**Page extract**
__________________________________________________
So it comes out like this:  [When the tallis is worn over the head] the atarah [embroidered strip) on the tallis is Keter, the Crown, the Source of the White Light, which flows into Chochmah-Binah [Wisdom-Knowledge], still white and represented by the tallis cloth as it is draped over the head.] It then then enters Chesed [Lovingkindness or Grace], which is the wide purple stripe.

GERSHOM: There are two shades of purple. Why is that?

ZALMAN: Because it represents Bereshit, "In the Beginning," the First Day of Creation. So the deep purple represents ultra-violet, just coming out of darkness. The lighter lavender (on either side of the deep purple) already has some light mixed in, the first light becoming visible to the human eye. And the whole stripe is very wide, because the nature of Chesed is broad and sweeping. Which is also why it needs the black lines to contain it.  Now, the next stripe is tekelet-blue, representing Gevurah [strength/rigor]. This stripe represents the Second Day of Creation, when the "waters above" were separated from the "waters below." And since <I.GEVURAH< i>is by nature a container [because it also represents halachah, Jewish law], it doesn't need the black stripes bordering it.

Following the Creation story, the next stripe is the Third Day, Tiferet [beauty]. Vegetation was created then, represented by green. G-d also said "It is good" twice on that day, so there are two green stripes, with the white light of Keter [Crown, one of the upper levels] coming through the middle. Tiferet [as the heart center] needs a vessel, so there are also the black lines.

Next comes Netzach [victory], the Fourth Day, when the sun, moon, and stars were created, so they are represented by yellow. The Fifth Day was when egg-laying animals were made: all the fish, reptiles, birds, and insects. So I reprsented the sefirah of Hod [spendor] with orange, like egg yolks. Notice also that Hod and Netzach are very close together, almost like one stripe, and that they are mirror images of each other. You can't really separate them. In fact, people confuse which is which, and there's a lot of disagreement, some systems interpreting them exactly opposite of other systems.

GERSHOM: Yes, I see how you have designed them very close together, almost like one stripe, but there is still some white light coming through between them. Like Aaron and Moses. Aaron does the Form of the ritual and also channels the blessings. Moses gives laws but also received revelation. Each has both active and passive elements, like the left and right brain, but more balanced, more integrated. That's why you can't really separate them, right?
__________________________________________________
**Listed records**

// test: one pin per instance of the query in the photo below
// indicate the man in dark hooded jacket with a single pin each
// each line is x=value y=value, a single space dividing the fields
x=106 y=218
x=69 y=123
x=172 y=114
__________________________________________________
**Parts of the exercise**
**A.** Translate this sentence from the tallis passage into Spanish: "Vegetation was created then, represented by green."
**B.** Give the tallis passage again, beginning at the words "So it comes" and stopping after "Why is that?", and switch "purple" to "magenta" everywhere it occurs.
The entries were taken from a different source.

**Task-by-task answers**
**A.** La vegetación fue creada entonces, representada por el verde.

**B.**
So it comes out like this:  [When the tallis is worn over the head] the atarah [embroidered strip) on the tallis is Keter, the Crown, the Source of the White Light, which flows into Chochmah-Binah [Wisdom-Knowledge], still white and represented by the tallis cloth as it is draped over the head.] It then then enters Chesed [Lovingkindness or Grace], which is the wide magenta stripe.

GERSHOM: There are two shades of magenta. Why is that?